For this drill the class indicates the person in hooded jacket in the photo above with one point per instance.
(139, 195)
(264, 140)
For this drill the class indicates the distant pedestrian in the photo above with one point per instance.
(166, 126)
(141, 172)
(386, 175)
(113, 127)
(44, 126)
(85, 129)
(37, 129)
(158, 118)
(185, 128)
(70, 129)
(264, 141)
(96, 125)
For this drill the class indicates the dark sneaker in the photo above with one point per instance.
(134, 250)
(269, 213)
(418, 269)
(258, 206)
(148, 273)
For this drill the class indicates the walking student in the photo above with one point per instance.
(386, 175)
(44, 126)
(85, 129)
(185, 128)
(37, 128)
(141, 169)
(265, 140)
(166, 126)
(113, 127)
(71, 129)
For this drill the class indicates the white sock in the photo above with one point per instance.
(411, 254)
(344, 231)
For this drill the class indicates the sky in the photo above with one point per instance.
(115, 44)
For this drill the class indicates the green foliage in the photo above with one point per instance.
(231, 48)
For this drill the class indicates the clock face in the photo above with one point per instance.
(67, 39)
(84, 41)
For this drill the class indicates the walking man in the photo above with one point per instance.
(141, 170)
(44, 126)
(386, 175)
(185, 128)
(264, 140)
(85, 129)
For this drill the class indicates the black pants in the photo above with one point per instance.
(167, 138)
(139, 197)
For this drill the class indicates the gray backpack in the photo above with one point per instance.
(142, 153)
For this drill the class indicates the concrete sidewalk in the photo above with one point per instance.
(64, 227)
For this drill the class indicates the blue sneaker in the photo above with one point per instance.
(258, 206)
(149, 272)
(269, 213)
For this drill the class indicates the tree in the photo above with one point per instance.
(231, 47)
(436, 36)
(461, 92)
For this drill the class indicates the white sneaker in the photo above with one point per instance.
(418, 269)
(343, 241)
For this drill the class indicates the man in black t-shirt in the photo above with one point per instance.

▶ REQUIREMENT: What you return must be the entries, given again word for word.

▶ TASK OUTPUT:
For this drill the class indicates the person in hooded jacket in the photo above with one point per instance.
(139, 195)
(264, 140)
For this drill the class indicates the distant pedestrian in the photo above with one point per instance.
(166, 126)
(141, 172)
(386, 175)
(113, 127)
(44, 126)
(85, 129)
(37, 129)
(158, 118)
(185, 128)
(70, 129)
(264, 141)
(96, 125)
For this drill the class indicates the dark sneaker in the photo above with one point per instance.
(134, 250)
(269, 213)
(418, 269)
(258, 206)
(148, 273)
For this drill the class indicates the walking student in the photo above with one point per instance.
(386, 175)
(44, 126)
(85, 129)
(185, 128)
(37, 128)
(141, 169)
(265, 140)
(166, 126)
(113, 127)
(71, 129)
For this drill the class indicates the white sock in the photo above with one point per instance.
(411, 254)
(344, 231)
For this drill the class indicates the sky in the photo above with one point per instance.
(115, 44)
For this drill the class indicates the green foliage in the photo above with one point per instance.
(231, 48)
For this drill the class indicates the clock face in the photo above with one point per instance.
(67, 39)
(84, 41)
For this drill the class indicates the walking man in the photo above with one point per instance.
(141, 170)
(44, 126)
(386, 175)
(185, 128)
(264, 140)
(85, 129)
For this drill the class indicates the black pants in the photo above with one point per instance.
(167, 138)
(139, 197)
For this drill the class indicates the gray backpack in the photo above with one point per instance.
(142, 153)
For this drill the class indicates the concrete sidewalk in the photo above with one point per instance.
(64, 227)
For this drill the class indicates the blue sneaker in the photo above with one point per instance.
(258, 206)
(149, 272)
(269, 213)
For this drill the class indicates the tree in the photo above with one point per instance.
(231, 47)
(436, 36)
(461, 92)
For this drill the class indicates the white sneaker in the photo above with one point per instance.
(418, 269)
(343, 241)
For this drill the class indicates the man in black t-shirt in the photo above with one point per instance.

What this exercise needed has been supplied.